--- Source text ---

Start of Block

Friday, September 26, 2008

The Last Lecture - Randy Pausch

Are we only enlightened when we see death in our eyes?

Heard of Randy Pausch before?
I hadn't too, until a few days back.
He was a dying professor who was diagnosed with terminal pancreatic cancer and had only a few months left to live. He died on July 25th 2008, but not before he had inspired millions with his last lecture.

I took time out and watched this inspirational video about him giving his last lecture and left feeling pretty much overwhelmed by the lessons that lie within his 76 minute speech. Don't hear it from me, because I will not do his awesome speech any justice at all.

See and hear it yourself, and I'm sure you will agree with the simple and yet utterly true issues that he mentioned in his lecture.




I would say the first 30 and last 15 mins hold the gist of the entire video, so you could just view those parts if it does not engage you. Or, you could view the shortened version of the lecture, but it just contains partial excerpts, and not everything.

End of Block

--- Your goal ---
Please carry on the Randy Pausch post, starting right after its final sentence. The material that comes next is separate from the Randy Pausch post.

--- Source material ---

Start of Block

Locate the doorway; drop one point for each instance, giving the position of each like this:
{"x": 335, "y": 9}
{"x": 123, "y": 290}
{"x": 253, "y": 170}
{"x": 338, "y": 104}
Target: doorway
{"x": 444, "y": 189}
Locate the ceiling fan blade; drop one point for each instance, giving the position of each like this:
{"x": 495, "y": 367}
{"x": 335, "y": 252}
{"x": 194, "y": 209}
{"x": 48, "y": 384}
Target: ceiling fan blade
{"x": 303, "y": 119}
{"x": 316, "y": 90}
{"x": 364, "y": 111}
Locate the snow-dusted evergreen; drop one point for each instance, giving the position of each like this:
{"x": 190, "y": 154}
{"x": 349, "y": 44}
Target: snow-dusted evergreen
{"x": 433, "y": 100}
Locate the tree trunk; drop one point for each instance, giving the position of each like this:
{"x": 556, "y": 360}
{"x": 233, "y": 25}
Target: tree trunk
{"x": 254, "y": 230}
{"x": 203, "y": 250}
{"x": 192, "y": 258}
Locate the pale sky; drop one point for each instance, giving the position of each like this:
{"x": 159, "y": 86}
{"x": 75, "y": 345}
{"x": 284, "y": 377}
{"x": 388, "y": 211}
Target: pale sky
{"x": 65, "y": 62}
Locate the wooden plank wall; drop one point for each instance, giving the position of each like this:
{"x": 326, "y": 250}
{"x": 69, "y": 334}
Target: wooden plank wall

End of Block

--- Result of this task ---
He talked about our childhood dreams, and if you take some time and reflect upon, I think that is the time when we all really dared to dream big. When you hold no fear, and when you are every bit of an intrepid explorer.

Somehow, I can't help but feel its uncannily similar to the book, The Alchemist, even though I'm only halfway through reading it. They both talk about having dreams when we were young, but somehow when we grow up, the dreams dissipate, dilute, and we are led to believe that the dreams are impractical and impossible.

In the video, Randy shared his childhood dreams with everyone, and how he went about achieving them. He realized most of them, and even for those that got away, he benefited much from the process, something which he defines as the "head fake" in the video.

When Randy Pausch talks about the head fake, he's talking about football. When he was a child, he wanted to play in the NFL. He had other dreams too like being in zero gravity, being like Captain Kirk, winning stuffed animals at the amusement park and being an imagineer at Disney. But, being in football taught him so much more than just the three point stance or how to read a play. Football teaches players things like, "Teamwork, Sportsmanship, Perseverance...etc." That's the head fake. Kids go into something like football because they enjoy it. But, they get out of it life's lessons that they will carry with them once their days of playing football are over.

At the end of the lecture, Pausch posed a final question to the audience.

“Have you figured out the head-fake?” he asked.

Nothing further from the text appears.